Stored items

=== Begin Enclosure ===

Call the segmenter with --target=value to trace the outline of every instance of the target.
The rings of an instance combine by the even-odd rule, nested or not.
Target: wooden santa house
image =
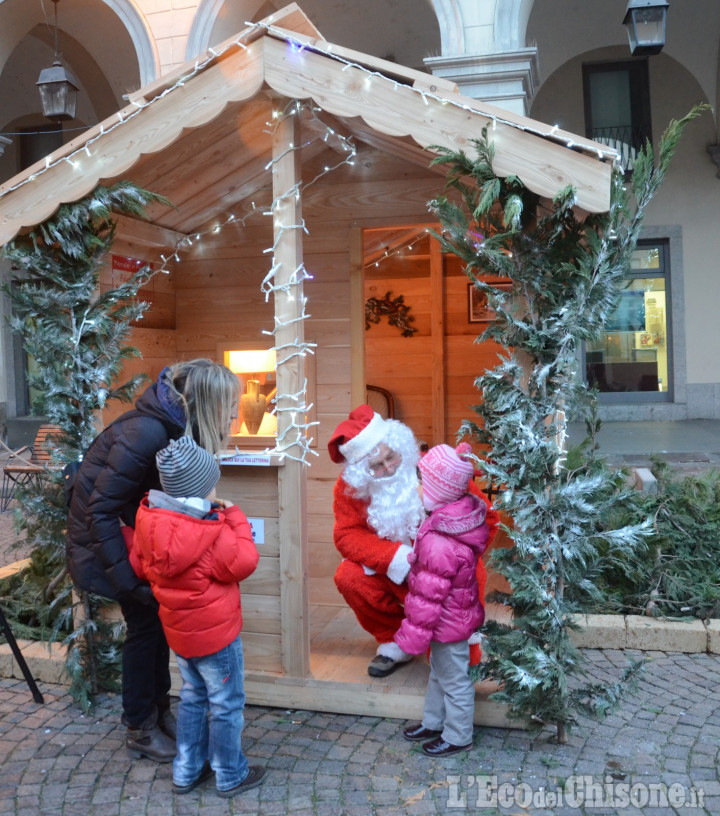
[[[138,261],[158,269],[132,338],[140,370],[210,357],[248,395],[219,494],[252,519],[261,554],[242,588],[250,703],[421,712],[424,660],[368,677],[375,645],[333,584],[326,445],[369,398],[428,445],[453,443],[472,416],[473,380],[494,365],[474,342],[491,316],[428,232],[427,202],[444,186],[431,146],[472,153],[485,127],[498,174],[547,198],[572,184],[579,210],[607,209],[603,145],[328,43],[295,4],[0,187],[0,244],[120,179],[174,205],[120,219],[105,283]],[[487,691],[478,722],[504,724]]]

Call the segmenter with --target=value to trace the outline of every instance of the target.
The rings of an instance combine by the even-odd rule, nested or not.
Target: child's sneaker
[[[218,796],[222,796],[223,799],[231,799],[233,796],[244,793],[246,790],[257,788],[264,778],[265,768],[263,768],[262,765],[251,765],[248,768],[248,775],[239,785],[235,785],[234,788],[228,788],[227,790],[218,790],[217,794]]]

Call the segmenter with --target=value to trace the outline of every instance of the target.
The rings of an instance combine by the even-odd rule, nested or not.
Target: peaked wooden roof
[[[433,145],[472,153],[488,126],[499,175],[515,174],[545,197],[573,185],[577,205],[590,212],[609,206],[617,154],[607,146],[328,43],[292,3],[130,95],[117,114],[0,186],[0,244],[123,177],[176,205],[152,213],[157,225],[199,229],[267,183],[267,120],[277,97],[310,99],[345,135],[423,167]]]

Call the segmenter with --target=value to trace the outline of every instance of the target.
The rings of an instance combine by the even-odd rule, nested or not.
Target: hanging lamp
[[[58,3],[55,4],[55,57],[50,68],[43,68],[38,77],[43,114],[54,122],[75,118],[75,103],[79,90],[77,79],[65,68],[58,53]]]

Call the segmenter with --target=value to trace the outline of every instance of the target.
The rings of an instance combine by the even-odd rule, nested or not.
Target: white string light
[[[272,124],[268,123],[268,127],[271,128],[269,132],[274,134],[280,123],[289,116],[297,116],[305,112],[307,114],[307,121],[304,123],[305,126],[311,130],[319,132],[321,135],[318,136],[318,138],[325,143],[328,143],[328,140],[332,137],[334,143],[339,145],[340,149],[344,153],[343,159],[333,166],[326,165],[323,170],[310,181],[296,182],[289,189],[277,195],[270,204],[269,213],[274,212],[282,204],[282,202],[286,201],[287,199],[299,199],[301,190],[305,190],[307,187],[314,184],[326,173],[332,172],[332,170],[335,170],[344,164],[351,164],[355,158],[357,149],[352,141],[349,138],[338,134],[335,130],[323,122],[318,116],[319,111],[320,108],[311,102],[301,103],[299,100],[293,100],[285,106],[283,111],[273,111],[273,122]],[[299,150],[302,149],[303,146],[304,145],[291,145],[288,150],[285,150],[278,156],[273,157],[273,160],[268,165],[268,169],[270,166],[286,156],[290,150]],[[266,211],[266,214],[268,214],[268,211]],[[272,253],[274,256],[281,237],[287,231],[297,229],[301,229],[306,234],[308,233],[304,219],[301,219],[301,223],[299,224],[281,225],[276,231],[272,246],[264,250],[264,253]],[[286,282],[276,283],[276,274],[281,269],[282,264],[276,260],[273,260],[270,270],[260,285],[260,290],[265,294],[266,302],[269,299],[270,294],[275,295],[278,292],[281,292],[289,299],[295,300],[296,296],[294,295],[294,290],[301,287],[304,281],[311,280],[313,277],[307,271],[305,265],[301,263],[290,273]],[[297,316],[290,319],[284,319],[278,317],[276,314],[274,329],[272,331],[263,330],[263,334],[276,337],[280,330],[287,329],[290,326],[300,324],[307,320],[308,317],[310,317],[306,311],[307,297],[303,295],[299,298],[298,302],[299,314],[297,314]],[[274,346],[277,360],[276,369],[279,371],[284,365],[289,364],[291,360],[305,358],[308,355],[314,354],[316,348],[317,345],[315,343],[308,343],[304,340],[300,340],[297,336],[291,343],[283,343],[281,345],[276,344]],[[275,438],[274,448],[267,449],[266,452],[277,453],[281,456],[287,457],[288,459],[309,466],[310,462],[308,461],[308,456],[319,455],[318,452],[313,450],[311,447],[314,440],[309,434],[309,429],[313,425],[319,425],[319,422],[308,421],[307,415],[310,409],[313,407],[313,403],[310,403],[309,405],[307,404],[307,378],[305,379],[303,387],[300,389],[300,391],[295,394],[278,392],[274,402],[276,406],[275,413],[278,415],[279,425],[282,427],[282,430],[278,432]],[[280,417],[282,417],[282,419],[280,419]]]
[[[192,79],[195,75],[202,72],[211,62],[215,61],[219,57],[222,57],[231,48],[240,48],[240,49],[242,49],[244,51],[247,51],[248,46],[242,41],[242,37],[243,36],[245,36],[245,37],[250,36],[251,31],[256,30],[256,29],[263,29],[263,30],[267,31],[268,34],[275,37],[276,39],[285,40],[285,42],[287,42],[292,48],[294,48],[296,53],[298,53],[298,54],[300,54],[303,50],[307,49],[307,50],[315,52],[315,53],[323,54],[326,57],[328,57],[328,58],[330,58],[330,59],[332,59],[332,60],[334,60],[336,62],[342,63],[343,64],[342,71],[347,71],[350,68],[353,68],[353,69],[355,69],[357,71],[361,71],[362,73],[365,74],[365,81],[367,83],[369,83],[373,79],[380,79],[383,82],[390,83],[395,91],[397,91],[399,88],[402,87],[405,92],[412,92],[412,93],[419,94],[421,96],[423,102],[426,105],[429,104],[428,100],[431,99],[434,102],[438,102],[438,103],[440,103],[442,105],[451,105],[451,106],[459,108],[459,109],[461,109],[463,111],[467,111],[467,112],[474,113],[474,114],[479,114],[480,116],[492,121],[493,130],[495,130],[495,128],[496,128],[496,126],[498,124],[506,125],[507,127],[510,127],[510,128],[516,129],[516,130],[521,130],[521,131],[524,131],[526,133],[532,133],[535,136],[540,136],[541,138],[545,138],[545,139],[550,138],[553,141],[562,142],[568,148],[576,147],[576,143],[573,141],[573,139],[563,137],[557,131],[557,125],[553,126],[553,128],[550,131],[541,130],[539,128],[532,127],[529,124],[521,124],[520,122],[517,122],[517,121],[513,121],[513,120],[510,120],[510,119],[505,119],[505,118],[503,118],[501,116],[497,116],[495,114],[489,113],[488,111],[482,110],[479,107],[475,107],[473,105],[469,105],[469,104],[459,102],[456,99],[446,99],[445,97],[442,97],[442,96],[439,96],[437,94],[431,93],[430,91],[425,90],[425,89],[415,88],[412,85],[401,85],[398,82],[397,79],[394,79],[392,77],[387,77],[387,76],[385,76],[384,74],[382,74],[382,73],[380,73],[378,71],[370,70],[369,68],[367,68],[364,65],[361,65],[358,62],[347,60],[344,57],[339,56],[338,54],[334,53],[331,50],[331,45],[330,44],[328,44],[328,47],[326,47],[326,48],[321,48],[318,43],[313,43],[312,45],[310,45],[308,43],[304,43],[303,41],[297,39],[296,37],[293,37],[292,35],[288,34],[287,31],[285,31],[283,29],[278,29],[275,26],[273,26],[271,20],[272,20],[272,18],[269,18],[269,21],[267,23],[247,23],[248,30],[243,32],[240,37],[238,37],[235,40],[230,40],[225,45],[225,47],[223,49],[221,49],[221,50],[209,49],[206,52],[205,58],[196,60],[194,65],[193,65],[193,68],[190,71],[188,71],[188,73],[183,74],[178,80],[176,80],[176,82],[173,85],[165,88],[161,93],[159,93],[157,96],[154,96],[149,101],[144,100],[142,98],[140,98],[139,100],[135,100],[135,99],[131,100],[130,104],[135,106],[135,108],[133,110],[125,111],[124,112],[124,118],[123,118],[123,112],[119,111],[117,113],[118,121],[115,122],[114,124],[110,125],[107,129],[105,128],[104,124],[101,122],[100,125],[99,125],[100,133],[96,134],[95,136],[93,136],[93,137],[91,137],[89,139],[87,139],[86,142],[82,146],[78,147],[75,151],[69,153],[68,158],[72,158],[75,155],[75,153],[79,152],[80,150],[85,150],[86,153],[88,153],[88,155],[90,155],[90,151],[89,151],[90,145],[94,144],[94,142],[96,142],[98,139],[102,138],[102,136],[104,136],[106,133],[110,133],[111,131],[115,130],[115,128],[121,127],[126,122],[131,121],[135,116],[137,116],[139,113],[141,113],[149,105],[154,104],[159,99],[163,99],[168,94],[171,94],[173,91],[177,90],[178,88],[183,87],[183,85],[189,79]],[[603,160],[603,161],[606,158],[613,158],[615,160],[617,160],[619,158],[619,154],[615,150],[612,150],[611,148],[608,148],[607,151],[603,151],[603,150],[601,150],[599,148],[595,148],[593,146],[593,150],[597,152],[598,158],[600,160]],[[63,159],[60,159],[59,161],[63,161]],[[46,165],[44,171],[40,170],[37,173],[35,173],[34,176],[32,176],[30,178],[24,178],[21,181],[19,181],[17,184],[15,184],[14,186],[9,187],[7,190],[3,191],[3,193],[0,195],[0,198],[2,198],[2,196],[4,196],[4,195],[7,195],[8,193],[13,192],[14,190],[17,190],[18,188],[24,186],[28,182],[33,181],[42,172],[46,172],[47,170],[49,170],[50,168],[52,168],[56,164],[58,164],[59,161],[49,162]]]
[[[21,179],[17,184],[15,184],[14,186],[9,187],[8,189],[6,189],[2,193],[2,195],[0,195],[0,198],[7,195],[7,194],[9,194],[9,193],[11,193],[11,192],[13,192],[13,191],[15,191],[15,190],[17,190],[17,189],[19,189],[20,187],[24,186],[25,184],[28,184],[29,182],[35,181],[40,175],[42,175],[45,172],[48,172],[53,167],[55,167],[57,164],[59,164],[61,161],[68,161],[68,163],[75,166],[73,164],[73,159],[75,158],[75,156],[81,150],[84,151],[87,156],[92,157],[92,151],[91,151],[90,148],[98,139],[101,139],[106,133],[111,133],[116,128],[122,127],[124,124],[132,121],[135,118],[135,116],[138,116],[143,110],[145,110],[145,108],[149,107],[152,104],[155,104],[160,99],[165,98],[169,94],[176,91],[178,88],[183,87],[188,80],[192,79],[194,76],[196,76],[201,71],[203,71],[211,62],[213,62],[217,58],[221,57],[229,49],[234,48],[234,47],[238,47],[238,48],[241,48],[243,50],[247,50],[247,45],[244,42],[242,42],[241,37],[251,36],[252,31],[257,30],[257,29],[264,29],[265,31],[268,32],[268,34],[271,34],[273,37],[281,39],[281,40],[285,40],[295,50],[295,52],[298,53],[298,54],[301,54],[302,51],[307,49],[307,50],[310,50],[310,51],[313,51],[313,52],[316,52],[316,53],[324,54],[326,57],[328,57],[329,59],[332,59],[332,60],[334,60],[336,62],[343,63],[342,71],[346,71],[346,70],[349,70],[349,69],[352,68],[353,70],[357,70],[357,71],[361,72],[362,74],[365,75],[365,82],[368,85],[371,82],[373,82],[374,80],[379,80],[379,81],[382,81],[382,82],[385,82],[385,83],[390,83],[395,91],[399,90],[399,88],[402,87],[403,92],[405,92],[405,93],[419,94],[422,101],[423,101],[423,103],[425,105],[429,105],[430,104],[429,100],[432,100],[433,102],[438,102],[438,103],[443,104],[443,105],[450,104],[450,105],[452,105],[454,107],[460,108],[461,110],[472,112],[474,114],[479,114],[480,116],[483,116],[484,118],[487,118],[487,119],[492,121],[493,129],[495,129],[497,124],[502,124],[502,125],[505,125],[507,127],[511,127],[511,128],[514,128],[514,129],[518,129],[518,130],[533,133],[533,134],[535,134],[537,136],[540,136],[542,138],[552,138],[555,141],[562,141],[562,142],[565,143],[565,145],[567,147],[574,147],[575,146],[575,143],[574,143],[574,141],[572,139],[563,138],[560,134],[556,133],[555,128],[553,128],[552,131],[550,133],[548,133],[547,131],[541,131],[541,130],[539,130],[537,128],[534,128],[534,127],[532,127],[530,125],[523,125],[523,124],[520,124],[518,122],[514,122],[514,121],[511,121],[511,120],[507,120],[507,119],[504,119],[502,117],[490,114],[490,113],[488,113],[486,111],[483,111],[483,110],[480,110],[480,109],[478,109],[476,107],[473,107],[472,105],[465,104],[465,103],[459,102],[459,101],[454,100],[454,99],[445,99],[443,97],[440,97],[440,96],[438,96],[436,94],[433,94],[433,93],[431,93],[431,92],[429,92],[427,90],[424,90],[424,89],[418,89],[418,88],[415,88],[415,87],[410,86],[410,85],[400,85],[400,83],[397,81],[397,79],[386,77],[384,74],[381,74],[381,73],[379,73],[377,71],[372,71],[372,70],[368,69],[366,66],[363,66],[363,65],[361,65],[361,64],[359,64],[357,62],[344,59],[343,57],[341,57],[341,56],[339,56],[339,55],[337,55],[335,53],[332,53],[329,47],[328,48],[321,48],[317,43],[314,43],[312,45],[308,45],[307,43],[304,43],[304,42],[298,40],[296,37],[293,37],[293,36],[289,35],[286,31],[276,29],[271,24],[271,21],[272,21],[272,18],[270,18],[270,21],[268,23],[252,23],[252,24],[249,24],[249,30],[248,31],[244,32],[237,39],[231,40],[230,42],[228,42],[226,44],[226,46],[222,50],[209,49],[208,52],[206,52],[205,58],[196,60],[194,65],[193,65],[193,68],[191,70],[189,70],[187,73],[180,76],[174,82],[174,84],[172,84],[169,87],[165,88],[161,93],[159,93],[157,96],[154,96],[149,101],[145,100],[143,97],[131,100],[131,104],[128,106],[128,108],[125,109],[124,111],[118,111],[118,113],[116,114],[117,120],[115,122],[113,122],[112,124],[110,124],[107,128],[105,127],[104,123],[100,123],[99,133],[97,133],[95,136],[92,136],[92,137],[89,137],[88,139],[86,139],[85,142],[81,146],[79,146],[74,151],[71,151],[67,156],[63,156],[60,159],[56,159],[56,160],[53,161],[52,155],[49,155],[45,160],[44,169],[40,169],[38,171],[35,171],[31,176]],[[222,229],[224,227],[228,226],[229,224],[232,224],[233,226],[239,225],[240,227],[243,227],[245,225],[246,219],[250,218],[252,215],[254,215],[258,211],[262,212],[262,214],[264,214],[264,215],[272,215],[273,212],[275,211],[276,207],[278,207],[281,204],[282,201],[284,201],[285,199],[290,198],[290,197],[298,198],[299,195],[300,195],[300,190],[301,189],[304,189],[306,187],[309,187],[311,184],[314,184],[319,178],[321,178],[326,173],[329,173],[332,170],[335,170],[335,169],[337,169],[338,167],[341,167],[344,164],[353,164],[353,160],[354,160],[356,152],[357,152],[354,144],[352,143],[352,141],[349,138],[343,137],[343,136],[337,134],[334,130],[332,130],[325,123],[323,123],[319,119],[319,117],[317,116],[317,111],[318,110],[320,110],[320,109],[315,107],[312,103],[300,103],[299,100],[294,100],[293,102],[290,103],[290,105],[288,107],[286,107],[285,111],[283,111],[281,113],[280,112],[275,112],[275,111],[273,112],[273,125],[271,125],[271,127],[272,126],[277,127],[277,124],[279,123],[279,121],[284,117],[291,116],[291,115],[298,115],[302,111],[307,111],[307,112],[309,112],[310,120],[312,122],[313,127],[316,127],[317,129],[322,130],[322,132],[323,132],[323,137],[322,137],[323,141],[327,142],[327,140],[330,137],[332,137],[334,143],[339,145],[340,149],[346,153],[343,161],[340,161],[337,164],[332,165],[332,166],[325,165],[323,170],[320,173],[318,173],[315,176],[315,178],[313,178],[308,183],[301,183],[301,184],[293,185],[293,187],[291,189],[289,189],[286,192],[282,193],[281,195],[277,196],[277,198],[275,198],[273,200],[273,202],[271,203],[271,205],[270,205],[270,207],[268,209],[263,210],[261,208],[258,208],[258,207],[255,206],[255,203],[252,202],[252,209],[250,210],[249,213],[247,213],[242,218],[237,218],[234,214],[231,214],[230,216],[227,217],[227,219],[225,220],[224,223],[214,224],[212,227],[210,227],[208,230],[206,230],[204,232],[195,233],[193,237],[183,236],[181,239],[178,240],[178,242],[176,243],[172,253],[169,256],[167,256],[167,257],[161,256],[162,257],[162,265],[158,269],[153,269],[152,274],[155,274],[155,272],[167,273],[169,271],[167,269],[167,265],[170,263],[170,261],[171,260],[174,260],[174,261],[179,260],[179,257],[180,257],[179,256],[179,251],[181,249],[185,248],[185,247],[193,246],[194,243],[200,242],[205,235],[207,235],[209,233],[213,233],[213,234],[218,233],[218,232],[222,231]],[[309,143],[310,142],[307,142],[307,143],[305,143],[303,145],[290,145],[288,147],[288,150],[285,151],[285,153],[283,155],[286,155],[290,150],[301,150],[303,147],[307,146],[307,144],[309,144]],[[597,153],[598,153],[598,157],[600,159],[604,159],[606,157],[615,157],[616,156],[616,153],[613,150],[608,150],[607,153],[604,153],[603,151],[598,149]],[[281,157],[276,157],[273,162],[270,162],[266,169],[270,169],[270,167],[272,167],[274,162],[278,161],[279,158],[281,158]],[[278,234],[275,237],[275,240],[273,242],[272,247],[265,250],[265,252],[266,253],[270,253],[270,252],[274,253],[276,248],[277,248],[277,244],[278,244],[278,241],[279,241],[280,237],[285,232],[287,232],[288,230],[294,230],[294,229],[302,229],[305,233],[307,233],[307,228],[305,227],[304,222],[301,223],[301,224],[283,225],[278,230]],[[280,265],[278,263],[276,263],[276,262],[273,262],[269,273],[266,275],[266,277],[264,278],[264,280],[262,282],[261,291],[265,294],[266,301],[267,301],[267,299],[269,297],[269,294],[271,292],[272,293],[283,292],[286,296],[292,296],[292,288],[293,287],[300,286],[301,283],[304,280],[307,280],[308,278],[312,277],[312,276],[307,274],[304,267],[298,267],[298,269],[296,269],[295,272],[291,275],[288,283],[282,284],[282,285],[277,285],[277,284],[275,284],[274,280],[275,280],[275,274],[279,269],[280,269]],[[307,304],[307,298],[302,297],[302,299],[300,301],[301,313],[300,313],[299,317],[293,318],[292,320],[288,320],[288,321],[281,321],[276,316],[275,317],[275,328],[274,328],[274,330],[272,332],[264,332],[264,333],[265,334],[275,335],[280,328],[284,328],[284,327],[287,327],[287,326],[289,326],[289,325],[291,325],[293,323],[298,323],[298,322],[306,320],[309,317],[309,315],[305,312],[306,304]],[[295,346],[295,344],[293,344],[293,345]],[[281,363],[278,363],[278,366],[281,366],[281,365],[287,363],[290,359],[293,359],[293,358],[295,358],[297,356],[303,356],[304,357],[309,353],[314,353],[312,348],[311,348],[311,345],[312,344],[305,344],[305,343],[297,342],[297,345],[295,346],[296,347],[296,352],[289,355]],[[283,346],[282,348],[284,349],[285,346]],[[317,454],[316,451],[310,449],[310,443],[311,443],[312,439],[308,436],[307,431],[308,431],[308,428],[311,425],[317,425],[319,423],[318,422],[308,422],[307,421],[306,415],[307,415],[307,412],[312,407],[312,405],[308,406],[308,405],[305,404],[306,391],[307,391],[307,380],[305,381],[305,385],[304,385],[303,389],[301,389],[297,394],[279,394],[275,398],[275,402],[276,402],[276,405],[277,405],[277,409],[276,409],[277,413],[278,414],[280,414],[280,413],[289,413],[290,414],[290,420],[289,420],[289,422],[287,424],[287,427],[282,431],[282,433],[275,440],[275,447],[272,450],[272,452],[282,454],[283,456],[286,456],[289,459],[293,459],[295,461],[299,461],[299,462],[302,462],[303,464],[309,465],[309,462],[307,461],[308,454],[312,453],[315,456],[317,456],[318,454]],[[289,401],[291,403],[296,403],[296,404],[293,405],[292,408],[288,408],[288,407],[285,407],[284,405],[280,404],[282,401]],[[300,417],[302,417],[302,421],[298,421],[298,415]],[[287,442],[286,437],[288,437],[288,435],[291,434],[292,431],[296,432],[295,439],[291,440],[290,442]],[[289,452],[293,448],[297,448],[299,450],[299,455],[291,454]]]
[[[382,254],[382,255],[380,255],[379,257],[377,257],[377,258],[376,258],[374,261],[368,261],[368,262],[366,262],[365,267],[369,267],[369,266],[379,267],[381,263],[384,263],[384,262],[385,262],[385,261],[387,261],[389,258],[392,258],[392,257],[394,257],[395,255],[402,255],[402,254],[403,254],[403,252],[404,252],[406,249],[407,249],[407,250],[409,250],[409,251],[412,251],[412,250],[415,248],[415,244],[417,244],[419,241],[422,241],[422,240],[423,240],[423,238],[424,238],[426,235],[429,235],[429,234],[430,234],[430,228],[429,228],[429,227],[427,227],[427,228],[426,228],[426,229],[425,229],[423,232],[424,232],[424,235],[423,235],[422,233],[421,233],[421,234],[419,234],[419,235],[415,235],[413,238],[410,238],[408,241],[405,241],[405,242],[404,242],[403,244],[401,244],[400,246],[395,247],[395,249],[390,249],[390,248],[388,247],[388,248],[385,250],[385,252],[383,252],[383,254]],[[408,255],[408,256],[406,256],[406,257],[408,257],[408,258],[412,258],[412,256],[411,256],[411,255]]]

=== End Enclosure ===

● **What you have to do**
Lines with "wooden": find them in the data and copy each one.

● **Answer**
Target: wooden santa house
Target: peaked wooden roof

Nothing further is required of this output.